EXERCISE DATA Block Start
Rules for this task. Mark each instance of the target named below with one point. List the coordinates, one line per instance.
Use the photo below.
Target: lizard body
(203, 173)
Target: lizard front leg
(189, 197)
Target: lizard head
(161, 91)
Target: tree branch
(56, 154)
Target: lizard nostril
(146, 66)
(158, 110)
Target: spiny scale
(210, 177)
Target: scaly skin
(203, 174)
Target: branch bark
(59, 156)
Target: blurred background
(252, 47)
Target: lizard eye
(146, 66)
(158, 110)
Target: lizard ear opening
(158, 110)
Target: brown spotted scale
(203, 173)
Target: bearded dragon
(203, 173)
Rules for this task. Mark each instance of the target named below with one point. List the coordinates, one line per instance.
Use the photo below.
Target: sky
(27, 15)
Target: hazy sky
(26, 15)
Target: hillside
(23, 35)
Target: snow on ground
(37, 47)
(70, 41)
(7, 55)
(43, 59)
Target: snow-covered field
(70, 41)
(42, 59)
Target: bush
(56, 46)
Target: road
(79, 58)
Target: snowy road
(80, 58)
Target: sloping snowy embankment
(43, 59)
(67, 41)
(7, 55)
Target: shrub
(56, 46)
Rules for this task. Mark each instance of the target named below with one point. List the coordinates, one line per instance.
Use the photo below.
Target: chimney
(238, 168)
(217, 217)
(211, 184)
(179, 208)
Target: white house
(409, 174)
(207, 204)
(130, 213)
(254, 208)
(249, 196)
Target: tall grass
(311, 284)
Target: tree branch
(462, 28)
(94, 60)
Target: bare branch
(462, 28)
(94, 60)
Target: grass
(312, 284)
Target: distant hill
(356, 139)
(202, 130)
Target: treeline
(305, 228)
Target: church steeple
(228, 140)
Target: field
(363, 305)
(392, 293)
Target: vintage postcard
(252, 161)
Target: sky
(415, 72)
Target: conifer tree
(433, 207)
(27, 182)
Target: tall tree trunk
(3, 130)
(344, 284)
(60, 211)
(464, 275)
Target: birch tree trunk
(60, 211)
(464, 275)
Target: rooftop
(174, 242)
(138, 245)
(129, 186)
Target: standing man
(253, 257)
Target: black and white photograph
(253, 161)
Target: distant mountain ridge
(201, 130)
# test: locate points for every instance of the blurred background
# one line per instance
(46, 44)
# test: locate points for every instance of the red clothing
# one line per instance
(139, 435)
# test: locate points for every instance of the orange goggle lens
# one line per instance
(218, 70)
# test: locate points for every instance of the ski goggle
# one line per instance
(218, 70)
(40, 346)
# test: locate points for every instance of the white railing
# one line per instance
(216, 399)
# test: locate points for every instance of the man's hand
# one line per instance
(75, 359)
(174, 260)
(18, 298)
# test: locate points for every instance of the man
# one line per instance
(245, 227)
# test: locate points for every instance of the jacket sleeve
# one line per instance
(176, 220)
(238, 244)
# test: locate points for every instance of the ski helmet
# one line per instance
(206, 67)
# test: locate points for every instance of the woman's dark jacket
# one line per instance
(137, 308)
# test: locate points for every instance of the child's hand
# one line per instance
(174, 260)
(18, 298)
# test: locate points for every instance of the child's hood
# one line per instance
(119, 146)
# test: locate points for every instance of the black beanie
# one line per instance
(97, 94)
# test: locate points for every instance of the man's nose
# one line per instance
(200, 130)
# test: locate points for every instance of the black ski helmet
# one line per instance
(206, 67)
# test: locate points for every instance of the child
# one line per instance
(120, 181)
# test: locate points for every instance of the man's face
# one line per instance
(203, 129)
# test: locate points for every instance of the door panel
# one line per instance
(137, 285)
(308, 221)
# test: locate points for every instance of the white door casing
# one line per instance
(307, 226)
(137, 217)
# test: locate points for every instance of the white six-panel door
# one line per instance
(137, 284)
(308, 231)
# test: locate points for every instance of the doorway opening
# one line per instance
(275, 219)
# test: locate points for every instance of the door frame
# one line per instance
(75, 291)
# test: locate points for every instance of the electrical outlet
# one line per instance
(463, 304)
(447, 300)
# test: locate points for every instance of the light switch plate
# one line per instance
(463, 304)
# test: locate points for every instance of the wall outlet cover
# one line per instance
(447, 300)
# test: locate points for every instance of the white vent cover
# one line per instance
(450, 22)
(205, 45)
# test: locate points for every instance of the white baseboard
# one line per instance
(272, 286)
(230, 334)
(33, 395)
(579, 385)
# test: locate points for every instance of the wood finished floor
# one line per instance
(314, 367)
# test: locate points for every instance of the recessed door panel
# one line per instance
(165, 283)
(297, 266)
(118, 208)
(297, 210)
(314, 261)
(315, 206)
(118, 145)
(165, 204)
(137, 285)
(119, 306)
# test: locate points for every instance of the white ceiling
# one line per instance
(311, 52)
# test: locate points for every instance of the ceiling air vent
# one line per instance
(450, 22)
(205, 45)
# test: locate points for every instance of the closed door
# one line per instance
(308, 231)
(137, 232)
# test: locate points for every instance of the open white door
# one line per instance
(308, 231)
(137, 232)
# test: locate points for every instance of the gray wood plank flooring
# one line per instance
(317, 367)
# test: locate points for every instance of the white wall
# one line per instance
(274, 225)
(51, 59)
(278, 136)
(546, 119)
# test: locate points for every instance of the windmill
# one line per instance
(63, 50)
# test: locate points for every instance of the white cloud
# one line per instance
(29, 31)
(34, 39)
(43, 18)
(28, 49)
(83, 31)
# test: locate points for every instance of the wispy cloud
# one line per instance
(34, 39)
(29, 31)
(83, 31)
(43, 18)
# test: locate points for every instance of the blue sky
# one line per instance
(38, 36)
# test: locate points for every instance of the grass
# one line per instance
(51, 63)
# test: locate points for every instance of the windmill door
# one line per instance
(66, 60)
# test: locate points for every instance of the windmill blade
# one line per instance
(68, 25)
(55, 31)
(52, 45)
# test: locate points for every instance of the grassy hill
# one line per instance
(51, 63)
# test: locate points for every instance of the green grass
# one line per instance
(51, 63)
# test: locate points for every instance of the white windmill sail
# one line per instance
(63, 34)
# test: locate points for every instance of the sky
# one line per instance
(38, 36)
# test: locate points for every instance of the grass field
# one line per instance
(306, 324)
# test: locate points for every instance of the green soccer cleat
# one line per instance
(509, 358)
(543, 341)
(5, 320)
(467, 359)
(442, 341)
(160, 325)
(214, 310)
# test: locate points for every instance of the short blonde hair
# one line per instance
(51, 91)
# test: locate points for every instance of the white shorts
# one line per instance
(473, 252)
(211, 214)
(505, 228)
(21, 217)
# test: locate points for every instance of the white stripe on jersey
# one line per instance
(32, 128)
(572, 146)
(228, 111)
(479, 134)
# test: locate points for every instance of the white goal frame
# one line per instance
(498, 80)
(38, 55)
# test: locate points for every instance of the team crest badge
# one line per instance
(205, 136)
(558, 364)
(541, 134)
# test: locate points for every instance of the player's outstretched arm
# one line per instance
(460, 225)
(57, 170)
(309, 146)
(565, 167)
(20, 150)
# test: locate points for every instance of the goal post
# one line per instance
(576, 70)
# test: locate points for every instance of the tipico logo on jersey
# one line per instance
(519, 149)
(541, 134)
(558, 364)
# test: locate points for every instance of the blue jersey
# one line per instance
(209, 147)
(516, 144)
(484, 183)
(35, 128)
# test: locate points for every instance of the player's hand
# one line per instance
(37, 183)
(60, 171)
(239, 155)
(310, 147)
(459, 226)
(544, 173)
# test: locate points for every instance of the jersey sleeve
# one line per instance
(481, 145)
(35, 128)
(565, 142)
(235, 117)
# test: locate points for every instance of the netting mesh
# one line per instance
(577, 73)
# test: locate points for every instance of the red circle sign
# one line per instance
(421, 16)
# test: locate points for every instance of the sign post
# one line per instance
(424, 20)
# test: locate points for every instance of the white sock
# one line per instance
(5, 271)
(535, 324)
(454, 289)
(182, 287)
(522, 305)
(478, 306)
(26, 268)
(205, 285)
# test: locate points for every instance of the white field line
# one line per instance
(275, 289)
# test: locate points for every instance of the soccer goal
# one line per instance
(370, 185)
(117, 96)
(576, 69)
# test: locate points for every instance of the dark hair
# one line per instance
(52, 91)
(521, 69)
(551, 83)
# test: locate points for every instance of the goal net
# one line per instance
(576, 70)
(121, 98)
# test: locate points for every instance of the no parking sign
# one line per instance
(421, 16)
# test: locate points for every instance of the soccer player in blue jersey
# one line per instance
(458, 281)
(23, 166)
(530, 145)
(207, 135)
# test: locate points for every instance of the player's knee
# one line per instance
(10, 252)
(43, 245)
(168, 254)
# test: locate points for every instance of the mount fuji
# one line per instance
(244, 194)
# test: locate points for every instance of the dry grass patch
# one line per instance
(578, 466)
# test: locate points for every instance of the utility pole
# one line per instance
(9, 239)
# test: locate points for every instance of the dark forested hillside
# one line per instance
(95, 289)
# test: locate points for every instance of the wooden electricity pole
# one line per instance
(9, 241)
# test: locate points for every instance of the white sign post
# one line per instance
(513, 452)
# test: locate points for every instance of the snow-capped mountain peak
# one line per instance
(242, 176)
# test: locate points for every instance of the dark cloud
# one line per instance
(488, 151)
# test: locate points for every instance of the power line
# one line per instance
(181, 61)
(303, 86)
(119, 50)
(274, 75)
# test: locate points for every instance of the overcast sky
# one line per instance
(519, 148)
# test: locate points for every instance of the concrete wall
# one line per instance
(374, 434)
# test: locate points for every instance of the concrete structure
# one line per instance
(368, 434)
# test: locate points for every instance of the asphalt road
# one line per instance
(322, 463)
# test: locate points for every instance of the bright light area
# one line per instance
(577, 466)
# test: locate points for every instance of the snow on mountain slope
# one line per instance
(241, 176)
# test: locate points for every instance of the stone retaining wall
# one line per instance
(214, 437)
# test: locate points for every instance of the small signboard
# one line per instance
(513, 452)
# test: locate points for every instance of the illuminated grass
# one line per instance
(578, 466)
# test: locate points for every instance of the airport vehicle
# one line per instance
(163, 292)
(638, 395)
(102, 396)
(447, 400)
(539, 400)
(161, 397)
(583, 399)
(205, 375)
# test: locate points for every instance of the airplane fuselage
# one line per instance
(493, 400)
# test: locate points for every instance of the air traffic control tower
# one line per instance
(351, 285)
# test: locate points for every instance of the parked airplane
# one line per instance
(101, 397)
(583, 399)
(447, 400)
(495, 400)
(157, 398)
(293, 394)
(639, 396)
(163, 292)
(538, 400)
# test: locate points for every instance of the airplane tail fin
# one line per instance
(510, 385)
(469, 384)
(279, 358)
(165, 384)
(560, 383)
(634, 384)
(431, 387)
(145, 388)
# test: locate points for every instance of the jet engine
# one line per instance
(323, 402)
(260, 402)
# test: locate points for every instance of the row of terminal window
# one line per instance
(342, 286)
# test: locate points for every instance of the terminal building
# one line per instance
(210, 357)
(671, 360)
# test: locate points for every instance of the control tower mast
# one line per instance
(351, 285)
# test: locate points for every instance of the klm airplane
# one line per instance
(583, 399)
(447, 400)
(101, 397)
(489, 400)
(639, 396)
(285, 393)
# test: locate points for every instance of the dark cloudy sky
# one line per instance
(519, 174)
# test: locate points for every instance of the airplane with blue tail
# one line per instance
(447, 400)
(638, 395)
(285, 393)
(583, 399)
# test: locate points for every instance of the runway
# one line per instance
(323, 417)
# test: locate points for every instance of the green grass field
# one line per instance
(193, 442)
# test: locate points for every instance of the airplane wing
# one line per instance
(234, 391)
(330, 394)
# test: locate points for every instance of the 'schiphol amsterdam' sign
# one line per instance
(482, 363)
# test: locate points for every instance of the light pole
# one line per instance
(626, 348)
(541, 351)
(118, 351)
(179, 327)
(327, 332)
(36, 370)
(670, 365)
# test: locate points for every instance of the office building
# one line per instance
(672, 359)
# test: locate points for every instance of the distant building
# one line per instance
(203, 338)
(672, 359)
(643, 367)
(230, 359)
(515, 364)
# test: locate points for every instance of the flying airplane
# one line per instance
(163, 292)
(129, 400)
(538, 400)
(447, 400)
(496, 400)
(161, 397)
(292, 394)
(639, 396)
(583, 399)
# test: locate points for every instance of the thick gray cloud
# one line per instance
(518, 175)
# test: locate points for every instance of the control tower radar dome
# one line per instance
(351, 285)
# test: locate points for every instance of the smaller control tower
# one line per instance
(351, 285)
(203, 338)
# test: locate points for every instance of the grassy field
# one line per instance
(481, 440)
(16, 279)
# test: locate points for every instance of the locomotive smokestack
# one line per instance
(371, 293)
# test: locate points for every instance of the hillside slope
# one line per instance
EXERCISE DATA Block End
> **WHAT TO PRODUCE**:
Scan the records for the word "frame", and copy each line where it is found.

> **COMPLETED EXERCISE**:
# test: locate points for every instance of the door frame
# test: locate points for every instance of the white goal frame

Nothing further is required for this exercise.